## What is needed
Turn each line of the listing below into an item of a numbered list, skipping blank lines and leaving out the pictures.

## Input data
----------------
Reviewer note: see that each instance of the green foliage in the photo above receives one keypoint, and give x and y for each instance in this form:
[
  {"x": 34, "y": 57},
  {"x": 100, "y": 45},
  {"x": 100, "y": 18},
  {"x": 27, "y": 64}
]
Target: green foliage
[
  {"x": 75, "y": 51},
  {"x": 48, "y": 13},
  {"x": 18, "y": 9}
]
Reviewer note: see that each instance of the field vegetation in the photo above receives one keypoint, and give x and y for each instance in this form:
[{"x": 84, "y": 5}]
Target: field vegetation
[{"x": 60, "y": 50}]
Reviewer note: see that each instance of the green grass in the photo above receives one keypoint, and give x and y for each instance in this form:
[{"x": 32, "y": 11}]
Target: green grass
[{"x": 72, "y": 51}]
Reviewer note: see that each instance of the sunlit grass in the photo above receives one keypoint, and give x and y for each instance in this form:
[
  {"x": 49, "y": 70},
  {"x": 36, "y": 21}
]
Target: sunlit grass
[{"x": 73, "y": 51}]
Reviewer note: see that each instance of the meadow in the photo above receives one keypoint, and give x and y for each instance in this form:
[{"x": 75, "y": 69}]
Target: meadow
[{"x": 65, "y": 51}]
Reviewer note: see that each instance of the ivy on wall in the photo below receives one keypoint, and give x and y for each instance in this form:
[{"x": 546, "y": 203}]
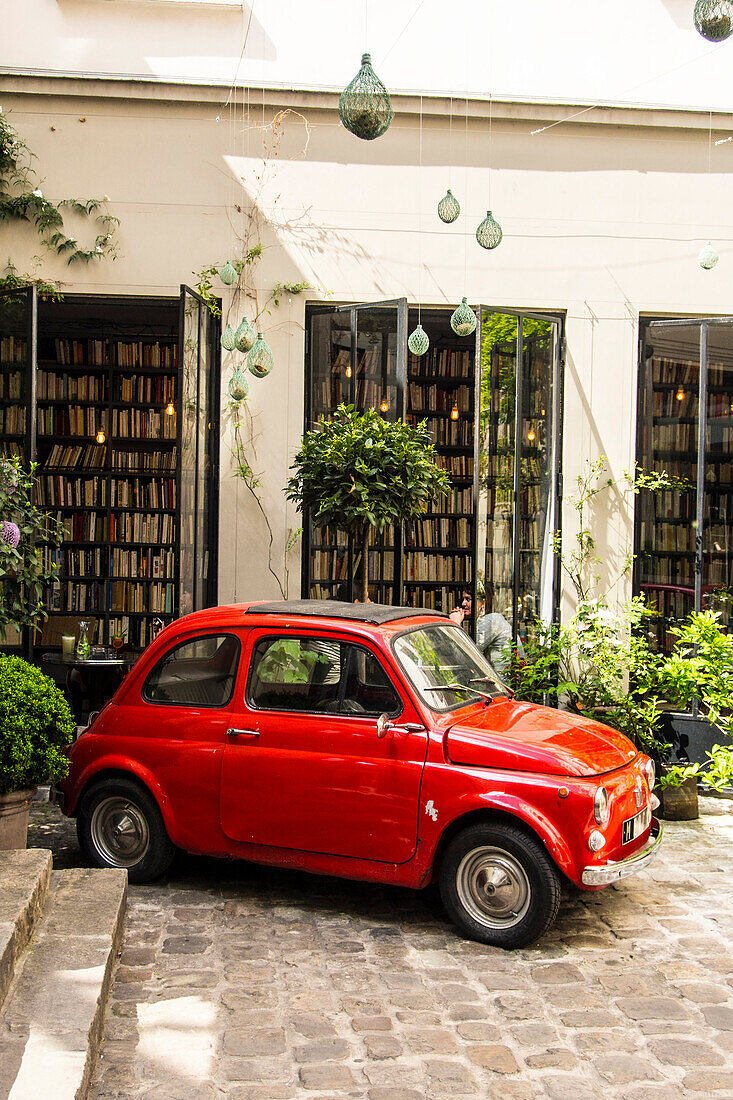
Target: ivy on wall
[{"x": 21, "y": 199}]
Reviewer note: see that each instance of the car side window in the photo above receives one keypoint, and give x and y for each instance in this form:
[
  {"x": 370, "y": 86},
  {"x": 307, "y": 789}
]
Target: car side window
[
  {"x": 319, "y": 675},
  {"x": 198, "y": 672}
]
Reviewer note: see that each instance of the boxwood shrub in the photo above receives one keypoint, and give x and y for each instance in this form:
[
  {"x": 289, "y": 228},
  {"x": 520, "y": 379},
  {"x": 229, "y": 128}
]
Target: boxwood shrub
[{"x": 35, "y": 726}]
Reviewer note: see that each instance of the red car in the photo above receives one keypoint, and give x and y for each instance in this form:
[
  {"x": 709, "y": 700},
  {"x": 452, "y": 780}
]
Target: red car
[{"x": 361, "y": 740}]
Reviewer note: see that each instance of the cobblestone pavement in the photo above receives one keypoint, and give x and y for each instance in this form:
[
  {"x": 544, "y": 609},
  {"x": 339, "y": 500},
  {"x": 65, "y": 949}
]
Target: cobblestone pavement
[{"x": 252, "y": 983}]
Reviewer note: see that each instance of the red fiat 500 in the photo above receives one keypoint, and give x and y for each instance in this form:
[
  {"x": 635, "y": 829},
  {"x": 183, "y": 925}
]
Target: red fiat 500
[{"x": 365, "y": 741}]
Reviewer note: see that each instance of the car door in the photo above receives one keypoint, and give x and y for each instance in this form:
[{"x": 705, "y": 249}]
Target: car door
----------------
## Finished task
1. Reviewer note: see that each instance of the green foliage in the photo above receives one keypoint, and give x and y for each instance in this form:
2. [
3.   {"x": 34, "y": 57},
4.   {"x": 100, "y": 45},
5.   {"x": 100, "y": 18},
6.   {"x": 27, "y": 64}
7. ]
8. Target: green foliage
9. [
10.   {"x": 75, "y": 51},
11.   {"x": 48, "y": 13},
12.   {"x": 18, "y": 9}
13. ]
14. Reviewer note: see that each instance of the field vegetation in the photo above receives one keypoint, and give x and y for each instance in this form:
15. [{"x": 84, "y": 5}]
16. Target: field vegetation
17. [{"x": 60, "y": 50}]
18. Reviewer note: see that each instance of the green grass in the photo above receives one keypoint, and give x and y for each instance in this form:
19. [{"x": 32, "y": 11}]
20. Target: green grass
21. [{"x": 72, "y": 51}]
22. Reviewer note: see that each instance of the sunlit grass in the photo above receives one keypoint, and give x and y for each instance in this form:
23. [
24.   {"x": 49, "y": 70},
25.   {"x": 36, "y": 21}
26. ]
27. Target: sunlit grass
28. [{"x": 73, "y": 51}]
29. Reviewer note: see that each instance of the meadow in the photo above receives one keypoint, and give x and y for each instance in this form:
30. [{"x": 75, "y": 69}]
31. Target: meadow
32. [{"x": 65, "y": 51}]
33. Reviewer note: see that each instance of the ivy on wall in the photo below receives one keypoint, and give x and y for each instance in this form:
34. [{"x": 546, "y": 203}]
35. Target: ivy on wall
36. [{"x": 21, "y": 199}]
37. Reviewer note: see that each instance of the car side window in the photo above receives one keypoint, and give x and y for each instance in this form:
38. [
39.   {"x": 370, "y": 86},
40.   {"x": 307, "y": 789}
41. ]
42. Target: car side window
43. [
44.   {"x": 319, "y": 675},
45.   {"x": 198, "y": 672}
46. ]
47. Reviewer note: see that each instance of the boxwood shrub in the photo above receives one keypoint, and give x and y for each instance in this form:
48. [
49.   {"x": 289, "y": 228},
50.   {"x": 520, "y": 379},
51.   {"x": 229, "y": 128}
52. ]
53. Target: boxwood shrub
54. [{"x": 35, "y": 726}]
55. Reviewer note: see that each instance of the red car in the photo above receives one keypoint, and give x and y for each instance in this form:
56. [
57.   {"x": 709, "y": 700},
58.   {"x": 452, "y": 780}
59. ]
60. Target: red car
61. [{"x": 361, "y": 740}]
62. Reviewer note: see that each instance of the cobblestone pavement in the photo above receives one keypoint, and give x and y for each instance in this form:
63. [
64.   {"x": 544, "y": 609},
65.   {"x": 339, "y": 500},
66.   {"x": 65, "y": 949}
67. ]
68. Target: cobblestone pavement
69. [{"x": 252, "y": 983}]
70. Reviewer note: see that each instance of the red fiat 500 in the photo above receives one keypoint, and give x and y for each instance in this form:
71. [
72.   {"x": 635, "y": 829},
73.   {"x": 183, "y": 925}
74. ]
75. Target: red fiat 500
76. [{"x": 365, "y": 741}]
77. Reviewer note: see that each instance of the car door in the photo above receives one keypoint, and give x and y for each instance in this form:
78. [{"x": 705, "y": 249}]
79. Target: car door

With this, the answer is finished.